----- Supplied data

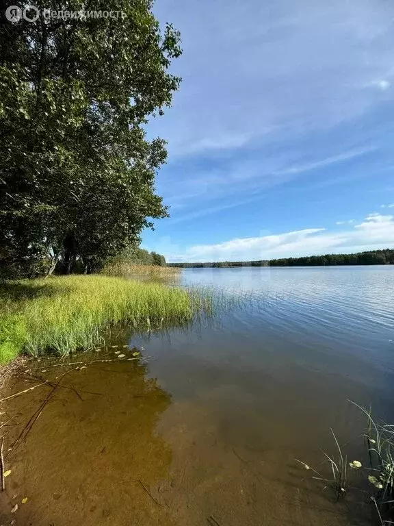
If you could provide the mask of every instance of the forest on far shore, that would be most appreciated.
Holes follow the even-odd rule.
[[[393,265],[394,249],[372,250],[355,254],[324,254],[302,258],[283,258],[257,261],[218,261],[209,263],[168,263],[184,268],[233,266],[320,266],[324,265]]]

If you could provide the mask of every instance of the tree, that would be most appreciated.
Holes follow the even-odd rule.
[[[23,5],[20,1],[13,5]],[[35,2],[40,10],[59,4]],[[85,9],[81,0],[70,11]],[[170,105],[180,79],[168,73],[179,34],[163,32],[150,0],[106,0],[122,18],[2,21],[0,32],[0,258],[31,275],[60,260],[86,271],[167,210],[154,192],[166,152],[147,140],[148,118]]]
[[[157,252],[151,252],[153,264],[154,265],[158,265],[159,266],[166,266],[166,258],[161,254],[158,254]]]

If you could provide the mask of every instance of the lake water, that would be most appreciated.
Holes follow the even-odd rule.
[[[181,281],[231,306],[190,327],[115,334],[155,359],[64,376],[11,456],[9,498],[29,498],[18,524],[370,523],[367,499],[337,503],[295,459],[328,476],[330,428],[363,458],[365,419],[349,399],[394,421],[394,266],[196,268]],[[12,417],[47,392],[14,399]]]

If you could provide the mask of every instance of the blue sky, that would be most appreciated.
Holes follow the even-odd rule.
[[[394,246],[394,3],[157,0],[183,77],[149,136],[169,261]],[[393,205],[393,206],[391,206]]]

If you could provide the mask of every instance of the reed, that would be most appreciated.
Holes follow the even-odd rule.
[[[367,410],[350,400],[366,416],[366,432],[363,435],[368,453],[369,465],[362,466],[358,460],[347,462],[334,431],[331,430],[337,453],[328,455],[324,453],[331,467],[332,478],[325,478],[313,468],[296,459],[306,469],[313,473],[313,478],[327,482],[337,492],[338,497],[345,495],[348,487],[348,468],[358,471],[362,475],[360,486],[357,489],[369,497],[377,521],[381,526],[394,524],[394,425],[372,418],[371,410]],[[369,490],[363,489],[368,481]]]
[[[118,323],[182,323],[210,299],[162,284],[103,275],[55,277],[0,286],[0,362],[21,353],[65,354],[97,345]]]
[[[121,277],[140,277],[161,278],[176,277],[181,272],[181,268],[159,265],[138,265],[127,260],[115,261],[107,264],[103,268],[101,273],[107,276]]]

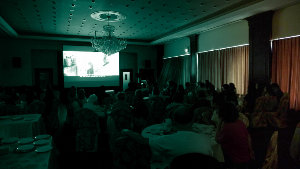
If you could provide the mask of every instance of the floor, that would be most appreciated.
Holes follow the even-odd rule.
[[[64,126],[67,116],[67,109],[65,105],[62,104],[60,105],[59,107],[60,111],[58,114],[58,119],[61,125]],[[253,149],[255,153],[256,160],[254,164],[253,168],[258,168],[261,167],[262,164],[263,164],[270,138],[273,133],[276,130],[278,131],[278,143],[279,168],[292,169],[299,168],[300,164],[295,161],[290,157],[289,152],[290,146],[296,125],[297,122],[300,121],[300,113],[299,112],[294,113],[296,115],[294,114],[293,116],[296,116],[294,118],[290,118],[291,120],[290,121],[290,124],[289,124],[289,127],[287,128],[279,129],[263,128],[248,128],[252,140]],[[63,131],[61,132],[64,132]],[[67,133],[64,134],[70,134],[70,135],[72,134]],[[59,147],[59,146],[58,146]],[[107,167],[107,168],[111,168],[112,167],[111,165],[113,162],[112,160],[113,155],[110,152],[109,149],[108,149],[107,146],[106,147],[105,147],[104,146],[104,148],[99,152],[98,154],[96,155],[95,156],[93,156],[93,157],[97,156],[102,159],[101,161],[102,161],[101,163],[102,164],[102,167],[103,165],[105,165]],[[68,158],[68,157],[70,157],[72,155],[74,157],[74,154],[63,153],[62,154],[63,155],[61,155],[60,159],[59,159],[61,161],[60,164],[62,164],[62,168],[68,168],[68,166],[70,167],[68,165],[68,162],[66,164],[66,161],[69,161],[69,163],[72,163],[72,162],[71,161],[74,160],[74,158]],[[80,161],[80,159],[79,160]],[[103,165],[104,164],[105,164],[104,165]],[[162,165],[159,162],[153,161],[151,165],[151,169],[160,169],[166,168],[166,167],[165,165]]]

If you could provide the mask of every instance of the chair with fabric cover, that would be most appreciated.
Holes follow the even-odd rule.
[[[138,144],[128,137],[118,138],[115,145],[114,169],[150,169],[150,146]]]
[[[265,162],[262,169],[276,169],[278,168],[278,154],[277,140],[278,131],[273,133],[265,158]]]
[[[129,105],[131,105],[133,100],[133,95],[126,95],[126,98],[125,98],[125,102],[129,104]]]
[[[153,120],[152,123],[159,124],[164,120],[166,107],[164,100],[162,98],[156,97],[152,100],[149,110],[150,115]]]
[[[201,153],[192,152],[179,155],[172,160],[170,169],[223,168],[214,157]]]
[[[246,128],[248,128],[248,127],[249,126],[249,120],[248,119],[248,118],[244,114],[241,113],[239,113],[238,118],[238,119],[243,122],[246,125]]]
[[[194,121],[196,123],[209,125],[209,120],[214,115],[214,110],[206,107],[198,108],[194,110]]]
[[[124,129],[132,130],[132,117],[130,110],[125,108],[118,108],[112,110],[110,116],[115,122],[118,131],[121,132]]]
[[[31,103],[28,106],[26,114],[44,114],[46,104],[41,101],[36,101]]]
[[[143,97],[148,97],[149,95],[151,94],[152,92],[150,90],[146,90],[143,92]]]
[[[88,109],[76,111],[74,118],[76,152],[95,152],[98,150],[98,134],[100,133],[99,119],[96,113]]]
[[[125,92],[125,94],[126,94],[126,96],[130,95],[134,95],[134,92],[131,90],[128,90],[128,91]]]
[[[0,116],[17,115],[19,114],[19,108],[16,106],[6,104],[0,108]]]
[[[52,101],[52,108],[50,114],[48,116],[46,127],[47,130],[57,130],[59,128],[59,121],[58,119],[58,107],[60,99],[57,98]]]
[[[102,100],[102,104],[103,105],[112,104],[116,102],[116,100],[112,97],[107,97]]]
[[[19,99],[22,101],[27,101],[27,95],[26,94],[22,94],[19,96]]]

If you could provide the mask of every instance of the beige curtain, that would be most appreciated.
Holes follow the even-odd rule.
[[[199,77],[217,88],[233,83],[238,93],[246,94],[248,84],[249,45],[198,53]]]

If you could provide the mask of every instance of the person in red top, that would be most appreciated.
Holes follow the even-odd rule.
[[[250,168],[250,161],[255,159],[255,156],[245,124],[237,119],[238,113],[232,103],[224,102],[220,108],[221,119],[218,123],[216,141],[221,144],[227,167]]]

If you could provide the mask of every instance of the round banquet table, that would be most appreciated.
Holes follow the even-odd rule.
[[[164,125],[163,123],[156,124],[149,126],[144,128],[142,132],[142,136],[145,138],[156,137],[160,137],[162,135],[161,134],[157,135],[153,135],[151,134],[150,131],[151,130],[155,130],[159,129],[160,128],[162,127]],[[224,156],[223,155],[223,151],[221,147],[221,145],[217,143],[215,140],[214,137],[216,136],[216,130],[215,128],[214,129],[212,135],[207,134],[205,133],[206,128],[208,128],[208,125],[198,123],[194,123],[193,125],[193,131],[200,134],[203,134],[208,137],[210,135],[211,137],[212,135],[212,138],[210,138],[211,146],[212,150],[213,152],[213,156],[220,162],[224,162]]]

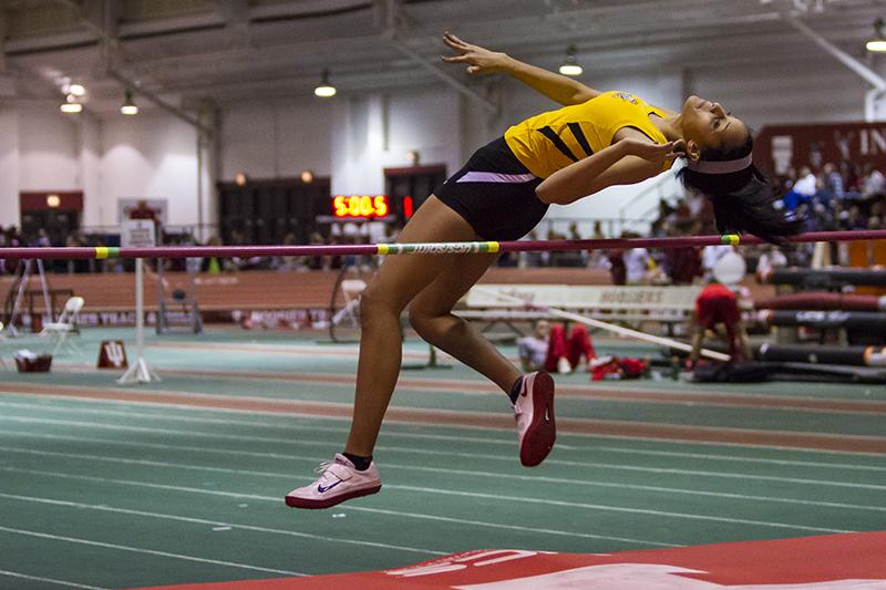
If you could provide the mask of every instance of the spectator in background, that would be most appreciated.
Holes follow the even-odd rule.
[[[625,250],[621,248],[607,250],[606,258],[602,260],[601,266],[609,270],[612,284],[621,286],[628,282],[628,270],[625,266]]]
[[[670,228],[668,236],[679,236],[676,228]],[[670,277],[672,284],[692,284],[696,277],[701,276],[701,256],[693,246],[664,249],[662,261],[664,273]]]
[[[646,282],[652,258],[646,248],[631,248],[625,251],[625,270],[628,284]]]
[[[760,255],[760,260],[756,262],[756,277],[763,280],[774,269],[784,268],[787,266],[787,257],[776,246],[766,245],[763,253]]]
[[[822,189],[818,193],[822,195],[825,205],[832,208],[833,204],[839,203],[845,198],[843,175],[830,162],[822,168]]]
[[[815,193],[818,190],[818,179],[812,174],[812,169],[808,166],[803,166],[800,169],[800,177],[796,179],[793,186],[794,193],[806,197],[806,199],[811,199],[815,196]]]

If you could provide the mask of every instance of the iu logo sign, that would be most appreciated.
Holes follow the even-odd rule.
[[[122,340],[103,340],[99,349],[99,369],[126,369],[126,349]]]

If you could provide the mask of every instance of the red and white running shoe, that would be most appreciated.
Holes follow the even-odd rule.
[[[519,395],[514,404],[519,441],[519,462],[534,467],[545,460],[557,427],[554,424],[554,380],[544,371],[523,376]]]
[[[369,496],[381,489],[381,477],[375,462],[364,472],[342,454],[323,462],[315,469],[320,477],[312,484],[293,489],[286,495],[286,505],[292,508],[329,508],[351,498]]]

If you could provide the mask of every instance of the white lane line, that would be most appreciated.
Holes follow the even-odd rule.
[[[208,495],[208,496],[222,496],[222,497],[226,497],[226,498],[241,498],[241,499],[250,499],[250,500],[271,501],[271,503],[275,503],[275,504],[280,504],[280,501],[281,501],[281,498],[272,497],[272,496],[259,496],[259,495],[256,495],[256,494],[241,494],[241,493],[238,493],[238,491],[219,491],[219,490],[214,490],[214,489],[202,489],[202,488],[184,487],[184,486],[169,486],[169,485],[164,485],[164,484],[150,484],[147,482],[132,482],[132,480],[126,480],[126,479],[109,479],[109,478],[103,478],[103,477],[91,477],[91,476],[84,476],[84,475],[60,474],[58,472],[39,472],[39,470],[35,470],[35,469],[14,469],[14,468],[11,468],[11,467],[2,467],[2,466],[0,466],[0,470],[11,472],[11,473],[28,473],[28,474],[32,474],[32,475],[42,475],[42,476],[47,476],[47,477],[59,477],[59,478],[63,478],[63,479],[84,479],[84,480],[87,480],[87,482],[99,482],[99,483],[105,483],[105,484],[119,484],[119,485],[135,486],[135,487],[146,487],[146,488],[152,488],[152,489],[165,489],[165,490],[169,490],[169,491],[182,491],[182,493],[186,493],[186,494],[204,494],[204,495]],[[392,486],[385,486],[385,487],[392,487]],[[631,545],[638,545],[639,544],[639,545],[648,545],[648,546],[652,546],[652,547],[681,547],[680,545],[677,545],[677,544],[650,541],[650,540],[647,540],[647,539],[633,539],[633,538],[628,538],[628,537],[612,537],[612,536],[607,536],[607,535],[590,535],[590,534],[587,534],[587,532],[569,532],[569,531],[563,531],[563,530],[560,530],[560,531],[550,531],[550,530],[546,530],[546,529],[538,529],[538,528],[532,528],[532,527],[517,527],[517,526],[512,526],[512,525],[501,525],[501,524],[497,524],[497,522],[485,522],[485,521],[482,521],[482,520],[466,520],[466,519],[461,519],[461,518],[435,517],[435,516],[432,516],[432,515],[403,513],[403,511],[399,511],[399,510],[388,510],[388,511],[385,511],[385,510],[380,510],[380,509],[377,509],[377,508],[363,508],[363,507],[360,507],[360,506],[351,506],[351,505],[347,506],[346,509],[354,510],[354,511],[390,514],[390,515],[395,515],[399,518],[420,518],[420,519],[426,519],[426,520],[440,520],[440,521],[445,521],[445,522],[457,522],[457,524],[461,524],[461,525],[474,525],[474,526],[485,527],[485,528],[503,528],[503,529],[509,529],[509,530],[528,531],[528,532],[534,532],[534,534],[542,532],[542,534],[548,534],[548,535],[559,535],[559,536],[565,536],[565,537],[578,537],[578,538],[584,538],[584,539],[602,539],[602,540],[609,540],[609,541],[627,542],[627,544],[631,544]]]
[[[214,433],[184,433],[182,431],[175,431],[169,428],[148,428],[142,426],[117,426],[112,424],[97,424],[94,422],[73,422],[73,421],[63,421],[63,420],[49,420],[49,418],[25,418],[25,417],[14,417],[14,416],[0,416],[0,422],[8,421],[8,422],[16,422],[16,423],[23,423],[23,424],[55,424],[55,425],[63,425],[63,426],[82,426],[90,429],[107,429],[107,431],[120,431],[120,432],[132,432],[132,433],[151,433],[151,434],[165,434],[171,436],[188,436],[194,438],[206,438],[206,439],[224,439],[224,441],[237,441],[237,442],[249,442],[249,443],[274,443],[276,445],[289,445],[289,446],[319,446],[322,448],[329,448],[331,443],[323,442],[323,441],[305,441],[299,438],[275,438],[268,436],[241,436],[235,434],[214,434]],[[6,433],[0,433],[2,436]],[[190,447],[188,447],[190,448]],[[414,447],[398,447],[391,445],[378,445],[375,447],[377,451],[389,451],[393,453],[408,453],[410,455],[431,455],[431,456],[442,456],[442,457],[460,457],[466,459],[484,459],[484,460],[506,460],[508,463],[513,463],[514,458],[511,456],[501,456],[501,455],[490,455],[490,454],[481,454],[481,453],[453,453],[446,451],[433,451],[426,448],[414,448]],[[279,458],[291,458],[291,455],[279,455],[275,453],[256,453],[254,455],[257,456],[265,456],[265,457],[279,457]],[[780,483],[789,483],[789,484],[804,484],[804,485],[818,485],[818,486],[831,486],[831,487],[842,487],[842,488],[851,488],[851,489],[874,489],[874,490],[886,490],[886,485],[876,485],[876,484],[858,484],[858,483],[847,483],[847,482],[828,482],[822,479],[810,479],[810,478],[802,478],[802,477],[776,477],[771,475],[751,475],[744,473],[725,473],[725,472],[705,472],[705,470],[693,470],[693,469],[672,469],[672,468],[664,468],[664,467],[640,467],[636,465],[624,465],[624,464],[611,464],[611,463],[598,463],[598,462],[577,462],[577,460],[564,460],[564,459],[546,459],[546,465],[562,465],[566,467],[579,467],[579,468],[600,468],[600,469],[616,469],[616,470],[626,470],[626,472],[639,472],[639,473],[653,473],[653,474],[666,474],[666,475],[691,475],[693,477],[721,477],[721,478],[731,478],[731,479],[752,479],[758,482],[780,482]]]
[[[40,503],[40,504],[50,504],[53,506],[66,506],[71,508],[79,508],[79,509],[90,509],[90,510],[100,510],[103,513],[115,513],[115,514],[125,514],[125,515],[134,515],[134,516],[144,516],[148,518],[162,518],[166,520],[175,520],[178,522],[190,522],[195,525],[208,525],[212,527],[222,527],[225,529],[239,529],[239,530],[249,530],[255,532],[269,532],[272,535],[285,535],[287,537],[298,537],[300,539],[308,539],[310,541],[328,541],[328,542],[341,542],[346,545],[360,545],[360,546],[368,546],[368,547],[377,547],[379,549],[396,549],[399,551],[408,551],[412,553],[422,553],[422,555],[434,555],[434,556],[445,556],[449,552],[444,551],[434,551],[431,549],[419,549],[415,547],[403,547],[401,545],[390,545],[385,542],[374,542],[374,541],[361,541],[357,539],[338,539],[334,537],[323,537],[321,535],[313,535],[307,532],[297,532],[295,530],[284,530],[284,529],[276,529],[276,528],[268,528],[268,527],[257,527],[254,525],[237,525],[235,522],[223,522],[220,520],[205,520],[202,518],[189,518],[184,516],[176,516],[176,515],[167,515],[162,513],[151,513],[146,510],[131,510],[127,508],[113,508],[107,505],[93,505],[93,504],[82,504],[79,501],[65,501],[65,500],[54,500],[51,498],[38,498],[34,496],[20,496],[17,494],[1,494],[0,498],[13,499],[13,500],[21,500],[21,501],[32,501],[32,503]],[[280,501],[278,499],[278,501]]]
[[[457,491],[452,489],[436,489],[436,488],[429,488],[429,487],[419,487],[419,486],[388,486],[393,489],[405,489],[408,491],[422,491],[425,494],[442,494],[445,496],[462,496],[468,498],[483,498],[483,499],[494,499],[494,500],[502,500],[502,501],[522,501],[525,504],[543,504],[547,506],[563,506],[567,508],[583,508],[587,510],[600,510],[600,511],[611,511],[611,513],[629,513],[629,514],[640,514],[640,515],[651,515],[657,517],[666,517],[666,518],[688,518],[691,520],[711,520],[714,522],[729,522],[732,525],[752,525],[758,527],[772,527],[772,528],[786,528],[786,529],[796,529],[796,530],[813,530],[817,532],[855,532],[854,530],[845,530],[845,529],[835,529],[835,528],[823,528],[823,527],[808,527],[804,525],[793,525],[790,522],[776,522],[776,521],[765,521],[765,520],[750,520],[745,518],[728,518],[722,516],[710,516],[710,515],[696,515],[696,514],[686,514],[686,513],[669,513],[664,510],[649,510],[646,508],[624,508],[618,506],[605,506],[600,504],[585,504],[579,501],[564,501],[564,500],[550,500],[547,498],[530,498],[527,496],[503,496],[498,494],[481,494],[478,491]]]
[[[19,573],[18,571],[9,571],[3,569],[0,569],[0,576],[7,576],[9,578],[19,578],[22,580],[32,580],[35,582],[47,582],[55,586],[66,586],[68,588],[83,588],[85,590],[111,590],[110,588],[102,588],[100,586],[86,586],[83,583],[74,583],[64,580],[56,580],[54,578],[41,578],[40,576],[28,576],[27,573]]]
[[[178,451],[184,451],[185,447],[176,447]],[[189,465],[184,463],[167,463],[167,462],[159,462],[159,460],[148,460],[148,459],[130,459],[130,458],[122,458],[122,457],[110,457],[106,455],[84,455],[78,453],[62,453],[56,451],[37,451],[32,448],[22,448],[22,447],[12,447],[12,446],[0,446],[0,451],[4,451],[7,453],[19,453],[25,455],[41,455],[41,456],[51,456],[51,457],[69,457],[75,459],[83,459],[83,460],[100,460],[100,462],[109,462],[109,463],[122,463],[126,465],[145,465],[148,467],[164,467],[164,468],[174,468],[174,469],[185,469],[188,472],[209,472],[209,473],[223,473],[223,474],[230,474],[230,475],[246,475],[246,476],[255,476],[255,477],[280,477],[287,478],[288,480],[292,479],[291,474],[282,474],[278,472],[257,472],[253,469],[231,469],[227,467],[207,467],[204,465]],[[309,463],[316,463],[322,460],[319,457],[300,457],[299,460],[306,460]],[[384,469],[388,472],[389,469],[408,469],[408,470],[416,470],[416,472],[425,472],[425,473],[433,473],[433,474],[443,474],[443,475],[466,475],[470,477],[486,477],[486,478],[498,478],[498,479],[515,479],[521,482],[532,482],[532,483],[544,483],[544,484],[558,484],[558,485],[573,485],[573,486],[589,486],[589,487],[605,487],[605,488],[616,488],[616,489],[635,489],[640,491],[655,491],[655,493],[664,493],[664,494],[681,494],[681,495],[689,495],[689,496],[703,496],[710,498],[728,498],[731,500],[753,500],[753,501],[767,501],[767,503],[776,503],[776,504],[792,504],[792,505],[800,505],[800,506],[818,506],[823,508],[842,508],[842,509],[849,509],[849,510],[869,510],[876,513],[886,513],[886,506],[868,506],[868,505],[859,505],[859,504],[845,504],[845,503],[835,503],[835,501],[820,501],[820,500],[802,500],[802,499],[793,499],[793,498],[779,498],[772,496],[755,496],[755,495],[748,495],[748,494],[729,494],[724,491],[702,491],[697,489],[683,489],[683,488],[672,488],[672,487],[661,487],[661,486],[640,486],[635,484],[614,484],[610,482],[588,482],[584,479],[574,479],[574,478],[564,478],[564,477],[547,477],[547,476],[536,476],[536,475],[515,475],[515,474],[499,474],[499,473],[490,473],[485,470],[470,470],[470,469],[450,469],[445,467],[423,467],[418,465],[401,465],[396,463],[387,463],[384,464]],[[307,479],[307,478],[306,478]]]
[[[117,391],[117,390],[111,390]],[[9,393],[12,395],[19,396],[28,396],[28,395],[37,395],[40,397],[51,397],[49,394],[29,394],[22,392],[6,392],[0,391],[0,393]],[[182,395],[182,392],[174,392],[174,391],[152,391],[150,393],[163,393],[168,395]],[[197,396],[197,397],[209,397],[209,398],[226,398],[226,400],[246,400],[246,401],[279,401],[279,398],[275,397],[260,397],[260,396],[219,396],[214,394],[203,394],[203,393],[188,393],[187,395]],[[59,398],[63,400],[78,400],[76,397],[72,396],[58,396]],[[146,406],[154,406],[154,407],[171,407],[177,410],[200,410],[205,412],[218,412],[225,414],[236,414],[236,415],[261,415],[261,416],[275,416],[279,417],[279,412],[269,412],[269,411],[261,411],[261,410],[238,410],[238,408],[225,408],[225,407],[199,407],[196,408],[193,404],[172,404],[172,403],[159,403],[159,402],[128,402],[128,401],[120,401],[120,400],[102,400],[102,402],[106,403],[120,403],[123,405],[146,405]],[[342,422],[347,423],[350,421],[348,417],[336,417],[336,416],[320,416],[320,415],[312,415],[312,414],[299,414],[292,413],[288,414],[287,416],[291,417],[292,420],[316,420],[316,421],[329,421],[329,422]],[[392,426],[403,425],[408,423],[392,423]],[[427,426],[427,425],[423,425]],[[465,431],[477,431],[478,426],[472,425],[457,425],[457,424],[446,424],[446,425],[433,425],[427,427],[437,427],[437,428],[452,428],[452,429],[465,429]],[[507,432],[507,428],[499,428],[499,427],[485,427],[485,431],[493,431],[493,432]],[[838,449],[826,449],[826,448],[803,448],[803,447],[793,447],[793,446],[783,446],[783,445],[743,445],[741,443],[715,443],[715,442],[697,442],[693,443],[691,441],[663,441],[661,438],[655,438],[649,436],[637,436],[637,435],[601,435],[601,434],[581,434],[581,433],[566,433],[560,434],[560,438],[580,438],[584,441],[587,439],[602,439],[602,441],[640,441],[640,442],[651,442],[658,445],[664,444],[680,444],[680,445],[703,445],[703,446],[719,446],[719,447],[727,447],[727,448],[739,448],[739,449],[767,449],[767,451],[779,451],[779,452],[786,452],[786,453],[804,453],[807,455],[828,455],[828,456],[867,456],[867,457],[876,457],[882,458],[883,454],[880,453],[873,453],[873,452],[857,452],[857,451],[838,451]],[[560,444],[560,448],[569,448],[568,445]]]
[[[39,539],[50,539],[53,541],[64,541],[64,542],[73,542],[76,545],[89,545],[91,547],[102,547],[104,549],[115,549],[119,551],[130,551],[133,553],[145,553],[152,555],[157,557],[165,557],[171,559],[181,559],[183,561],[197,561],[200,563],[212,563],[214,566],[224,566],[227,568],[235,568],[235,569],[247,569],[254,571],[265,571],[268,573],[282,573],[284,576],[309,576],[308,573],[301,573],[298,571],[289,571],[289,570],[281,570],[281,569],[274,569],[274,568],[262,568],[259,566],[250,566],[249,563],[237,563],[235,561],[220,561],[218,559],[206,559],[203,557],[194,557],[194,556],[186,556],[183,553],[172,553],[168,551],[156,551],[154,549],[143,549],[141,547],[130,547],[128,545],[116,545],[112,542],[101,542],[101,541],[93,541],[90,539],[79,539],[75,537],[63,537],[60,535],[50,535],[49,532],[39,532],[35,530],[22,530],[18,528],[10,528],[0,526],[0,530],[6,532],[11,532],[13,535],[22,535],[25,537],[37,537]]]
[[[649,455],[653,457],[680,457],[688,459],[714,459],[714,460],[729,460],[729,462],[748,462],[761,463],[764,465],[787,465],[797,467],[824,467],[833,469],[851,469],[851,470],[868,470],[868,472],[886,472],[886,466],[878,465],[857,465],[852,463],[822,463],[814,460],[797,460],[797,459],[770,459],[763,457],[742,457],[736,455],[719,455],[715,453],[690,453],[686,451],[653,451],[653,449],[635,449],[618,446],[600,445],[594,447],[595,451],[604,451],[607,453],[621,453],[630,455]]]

----------

> Task requirements
How many lines of the items contain the word "white", matching case exactly? Reply with the number only.

> Output for this task
2